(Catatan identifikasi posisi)
- - - -
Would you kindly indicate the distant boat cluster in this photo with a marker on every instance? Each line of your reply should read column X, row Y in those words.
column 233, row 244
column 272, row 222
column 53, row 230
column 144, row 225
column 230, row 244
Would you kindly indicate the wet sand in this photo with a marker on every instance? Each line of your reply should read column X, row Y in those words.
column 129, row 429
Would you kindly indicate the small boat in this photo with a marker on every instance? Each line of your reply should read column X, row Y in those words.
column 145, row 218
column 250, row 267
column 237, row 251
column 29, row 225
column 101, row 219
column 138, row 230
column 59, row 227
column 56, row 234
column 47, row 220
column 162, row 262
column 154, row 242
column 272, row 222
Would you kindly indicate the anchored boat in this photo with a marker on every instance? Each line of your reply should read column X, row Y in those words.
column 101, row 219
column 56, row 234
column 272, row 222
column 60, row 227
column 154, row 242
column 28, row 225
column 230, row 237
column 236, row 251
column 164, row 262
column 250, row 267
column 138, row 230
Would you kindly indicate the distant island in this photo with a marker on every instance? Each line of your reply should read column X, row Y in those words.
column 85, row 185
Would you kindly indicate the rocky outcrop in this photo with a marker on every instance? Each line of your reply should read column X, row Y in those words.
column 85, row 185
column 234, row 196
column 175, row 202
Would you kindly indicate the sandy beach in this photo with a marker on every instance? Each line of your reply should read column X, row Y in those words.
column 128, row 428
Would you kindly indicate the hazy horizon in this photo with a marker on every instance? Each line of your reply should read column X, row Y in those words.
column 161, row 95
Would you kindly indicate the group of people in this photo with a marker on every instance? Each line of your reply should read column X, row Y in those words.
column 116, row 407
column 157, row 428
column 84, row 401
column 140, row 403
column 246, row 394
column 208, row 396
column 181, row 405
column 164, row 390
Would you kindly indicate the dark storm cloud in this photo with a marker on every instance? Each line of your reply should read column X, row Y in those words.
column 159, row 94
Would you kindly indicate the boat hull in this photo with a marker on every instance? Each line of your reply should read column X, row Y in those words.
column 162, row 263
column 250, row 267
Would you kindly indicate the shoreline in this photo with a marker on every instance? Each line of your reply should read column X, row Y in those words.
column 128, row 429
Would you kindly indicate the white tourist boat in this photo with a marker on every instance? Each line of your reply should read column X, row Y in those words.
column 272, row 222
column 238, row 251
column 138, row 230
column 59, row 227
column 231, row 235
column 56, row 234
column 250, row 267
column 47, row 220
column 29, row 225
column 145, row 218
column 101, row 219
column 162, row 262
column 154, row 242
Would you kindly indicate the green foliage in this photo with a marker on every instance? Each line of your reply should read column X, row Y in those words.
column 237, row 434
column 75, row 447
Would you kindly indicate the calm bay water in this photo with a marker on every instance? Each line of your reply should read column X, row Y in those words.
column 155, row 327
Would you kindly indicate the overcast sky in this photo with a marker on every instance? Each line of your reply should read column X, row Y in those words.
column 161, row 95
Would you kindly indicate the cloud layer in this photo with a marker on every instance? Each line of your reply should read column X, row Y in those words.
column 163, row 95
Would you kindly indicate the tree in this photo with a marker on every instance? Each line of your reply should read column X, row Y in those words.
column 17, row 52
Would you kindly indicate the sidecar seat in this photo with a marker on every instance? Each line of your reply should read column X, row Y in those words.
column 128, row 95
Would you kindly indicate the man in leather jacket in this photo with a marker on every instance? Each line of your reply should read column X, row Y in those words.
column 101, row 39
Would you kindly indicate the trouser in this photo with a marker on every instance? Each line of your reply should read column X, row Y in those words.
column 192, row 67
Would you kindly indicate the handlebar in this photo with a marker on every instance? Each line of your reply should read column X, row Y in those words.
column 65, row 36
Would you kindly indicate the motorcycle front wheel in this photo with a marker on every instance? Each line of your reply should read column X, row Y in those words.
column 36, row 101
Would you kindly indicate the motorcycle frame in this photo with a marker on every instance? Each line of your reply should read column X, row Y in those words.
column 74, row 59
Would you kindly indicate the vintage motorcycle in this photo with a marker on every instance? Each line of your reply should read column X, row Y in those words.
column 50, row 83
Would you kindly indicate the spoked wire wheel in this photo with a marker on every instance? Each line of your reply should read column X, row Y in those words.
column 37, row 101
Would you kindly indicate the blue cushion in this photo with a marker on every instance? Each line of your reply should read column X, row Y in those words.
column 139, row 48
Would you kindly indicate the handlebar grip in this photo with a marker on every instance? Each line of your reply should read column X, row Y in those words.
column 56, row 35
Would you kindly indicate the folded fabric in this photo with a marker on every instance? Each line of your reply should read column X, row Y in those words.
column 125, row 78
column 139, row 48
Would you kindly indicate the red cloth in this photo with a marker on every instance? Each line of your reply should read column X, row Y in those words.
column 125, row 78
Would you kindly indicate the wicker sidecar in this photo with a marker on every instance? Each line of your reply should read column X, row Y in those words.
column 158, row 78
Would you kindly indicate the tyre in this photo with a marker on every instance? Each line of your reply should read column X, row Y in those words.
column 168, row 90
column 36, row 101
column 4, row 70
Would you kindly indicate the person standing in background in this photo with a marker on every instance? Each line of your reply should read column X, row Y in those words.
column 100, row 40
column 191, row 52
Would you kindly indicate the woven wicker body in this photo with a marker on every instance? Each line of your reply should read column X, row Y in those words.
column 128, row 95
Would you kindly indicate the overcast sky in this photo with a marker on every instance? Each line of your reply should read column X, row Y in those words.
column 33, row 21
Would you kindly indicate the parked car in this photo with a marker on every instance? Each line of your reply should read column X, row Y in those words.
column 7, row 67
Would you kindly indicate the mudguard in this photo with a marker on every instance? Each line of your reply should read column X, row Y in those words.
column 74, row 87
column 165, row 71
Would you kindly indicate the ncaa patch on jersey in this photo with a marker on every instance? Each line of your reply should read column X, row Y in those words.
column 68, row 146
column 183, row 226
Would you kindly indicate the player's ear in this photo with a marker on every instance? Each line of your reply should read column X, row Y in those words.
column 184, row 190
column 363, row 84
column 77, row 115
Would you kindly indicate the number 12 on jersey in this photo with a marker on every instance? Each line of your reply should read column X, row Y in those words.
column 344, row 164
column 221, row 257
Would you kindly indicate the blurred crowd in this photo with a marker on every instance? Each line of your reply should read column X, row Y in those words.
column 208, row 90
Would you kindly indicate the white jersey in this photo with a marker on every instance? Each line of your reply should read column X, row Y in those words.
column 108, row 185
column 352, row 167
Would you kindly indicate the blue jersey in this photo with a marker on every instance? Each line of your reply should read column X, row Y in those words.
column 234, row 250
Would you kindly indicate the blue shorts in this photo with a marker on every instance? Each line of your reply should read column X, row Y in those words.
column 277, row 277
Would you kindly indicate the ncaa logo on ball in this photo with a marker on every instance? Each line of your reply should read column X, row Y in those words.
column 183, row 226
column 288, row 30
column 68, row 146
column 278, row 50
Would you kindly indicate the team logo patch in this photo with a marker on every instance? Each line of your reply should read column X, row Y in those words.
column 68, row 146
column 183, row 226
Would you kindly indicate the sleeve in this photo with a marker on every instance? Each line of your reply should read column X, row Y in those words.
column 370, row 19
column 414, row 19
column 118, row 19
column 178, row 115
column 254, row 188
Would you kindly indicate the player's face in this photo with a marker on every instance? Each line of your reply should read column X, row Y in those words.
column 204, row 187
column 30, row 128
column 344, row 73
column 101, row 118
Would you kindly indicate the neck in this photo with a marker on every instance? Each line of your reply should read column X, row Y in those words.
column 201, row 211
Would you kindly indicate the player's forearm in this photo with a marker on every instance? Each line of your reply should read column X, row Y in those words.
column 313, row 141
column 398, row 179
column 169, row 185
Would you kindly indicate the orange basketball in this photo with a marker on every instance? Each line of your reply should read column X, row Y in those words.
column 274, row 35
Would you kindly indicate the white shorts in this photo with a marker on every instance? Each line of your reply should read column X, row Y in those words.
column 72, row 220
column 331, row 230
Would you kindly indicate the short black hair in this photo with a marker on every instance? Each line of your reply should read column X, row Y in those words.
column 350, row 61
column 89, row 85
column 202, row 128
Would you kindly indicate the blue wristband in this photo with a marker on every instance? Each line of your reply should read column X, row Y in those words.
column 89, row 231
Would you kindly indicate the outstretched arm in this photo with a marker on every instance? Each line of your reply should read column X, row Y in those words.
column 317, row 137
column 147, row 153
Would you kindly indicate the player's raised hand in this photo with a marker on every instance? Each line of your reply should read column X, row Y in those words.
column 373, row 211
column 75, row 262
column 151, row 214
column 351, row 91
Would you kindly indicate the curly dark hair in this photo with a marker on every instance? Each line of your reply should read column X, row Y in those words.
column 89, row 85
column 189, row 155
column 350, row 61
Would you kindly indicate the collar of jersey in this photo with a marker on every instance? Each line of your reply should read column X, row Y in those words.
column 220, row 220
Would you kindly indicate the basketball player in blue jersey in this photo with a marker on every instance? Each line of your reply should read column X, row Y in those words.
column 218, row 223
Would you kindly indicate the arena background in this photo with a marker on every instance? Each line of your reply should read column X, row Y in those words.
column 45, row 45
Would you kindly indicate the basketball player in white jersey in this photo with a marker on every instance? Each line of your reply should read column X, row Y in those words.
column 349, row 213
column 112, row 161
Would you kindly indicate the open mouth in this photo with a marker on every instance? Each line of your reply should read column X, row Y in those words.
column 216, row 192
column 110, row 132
- - - -
### TUJUAN LATIHAN
Salinlah tanpa perubahan baris-baris materi di atas, mulai dari baris yang memuat "Would you kindly indicate the woven" sampai baris yang memuat "column 165, row 71", termasuk kedua baris tersebut.

### HASIL DI BAWAH
Would you kindly indicate the woven wicker body in this photo with a marker on every instance? Each line of your reply should read column X, row Y in those words.
column 128, row 95
Would you kindly indicate the overcast sky in this photo with a marker on every instance? Each line of your reply should read column X, row Y in those words.
column 33, row 21
Would you kindly indicate the parked car in this photo with a marker on every instance? Each line of your reply should read column X, row Y in those words.
column 7, row 67
Would you kindly indicate the mudguard in this photo with a marker on every instance? Each line of your reply should read column X, row Y in those words.
column 74, row 87
column 165, row 71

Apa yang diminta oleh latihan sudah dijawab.